**How to complete this task**
Write the next part of the article on India's anti-polio vaccination campaign, starting after its last sentence.

**Text**
------------------------------------------------------------------------

UN, India team up to vaccinate 165 million children in largest-ever anti-polio campaign
India is set to launch the largest-ever mass immunization campaign against polio – targeting 165 million children – to combat the largest polio epidemic in recent history, according to the United Nations World Health Organization (WHO).
When the campaign kicks off Sunday, vaccination teams of over 1.3 million volunteers and health workers, equipped with nearly 200 million doses of vaccine, will go house-to-house and work at booths in communities to reach every child under the age of five. To succeed, the teams will have to cover a country the size of Western Europe in six days, according to WHO.
“This is an extraordinary epidemic," said Dr. Daniel Tarantola, WHO’s Director of Vaccines and Biologicals, "It requires an extraordinary effort by a whole range of national and international partners.” He added that after some five years of progress, the agency is very focused on India, where stopping transmission will be a “monumental task.”

------------------------------------------------------------------------

**Input data**

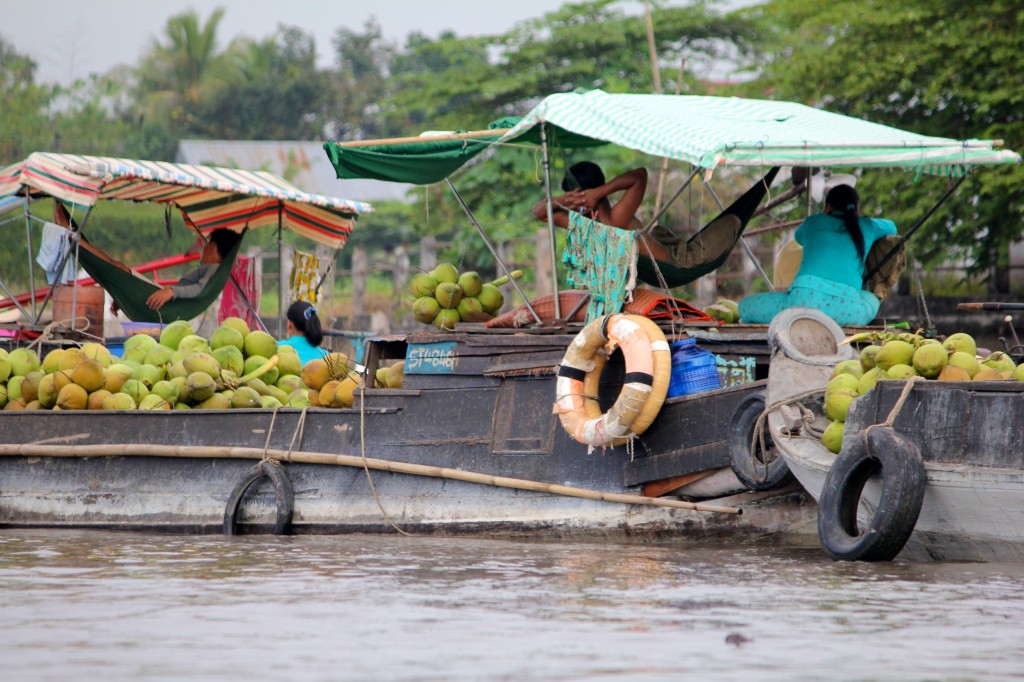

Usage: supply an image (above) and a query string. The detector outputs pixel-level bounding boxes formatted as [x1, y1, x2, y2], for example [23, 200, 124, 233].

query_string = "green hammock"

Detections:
[78, 232, 244, 323]
[637, 168, 778, 289]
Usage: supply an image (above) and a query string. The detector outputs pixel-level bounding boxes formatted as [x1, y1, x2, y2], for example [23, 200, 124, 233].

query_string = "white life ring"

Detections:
[554, 314, 672, 446]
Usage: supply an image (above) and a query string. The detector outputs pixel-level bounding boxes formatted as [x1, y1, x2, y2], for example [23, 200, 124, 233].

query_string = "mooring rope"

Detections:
[359, 388, 413, 538]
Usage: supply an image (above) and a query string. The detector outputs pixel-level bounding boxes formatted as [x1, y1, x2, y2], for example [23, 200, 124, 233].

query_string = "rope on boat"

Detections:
[0, 443, 742, 514]
[751, 388, 825, 476]
[359, 388, 413, 538]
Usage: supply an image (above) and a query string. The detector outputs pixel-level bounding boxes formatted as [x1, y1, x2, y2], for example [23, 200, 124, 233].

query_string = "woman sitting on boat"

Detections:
[739, 184, 896, 326]
[279, 301, 327, 365]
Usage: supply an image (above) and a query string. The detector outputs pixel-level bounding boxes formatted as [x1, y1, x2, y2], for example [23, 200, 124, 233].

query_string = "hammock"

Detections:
[78, 232, 245, 323]
[637, 168, 778, 289]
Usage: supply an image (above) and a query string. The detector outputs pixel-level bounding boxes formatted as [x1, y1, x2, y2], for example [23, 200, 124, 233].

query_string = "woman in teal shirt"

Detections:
[279, 301, 328, 366]
[739, 184, 896, 326]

------------------------------------------------------------------------

**Response for this exercise**
The campaign, the second of 2003, is to combat a growing polio epidemic that swept the northern part of the country last year. In 2002, the target year to stop poliovirus transmission globally, India was one of only two countries to see a significant rise in new cases – some 15,561 confirmed or 85 per cent of the worldwide total. The northern state of Uttar Pradesh, with a population of 173 million, accounted for 66 per cent of cases in the world.
“This campaign in February is exactly the kind of response necessary to protect the children of India, and indeed the world, from this devastating disease and tackle this final stage of eradication head-on,” Dr. Tarantola said.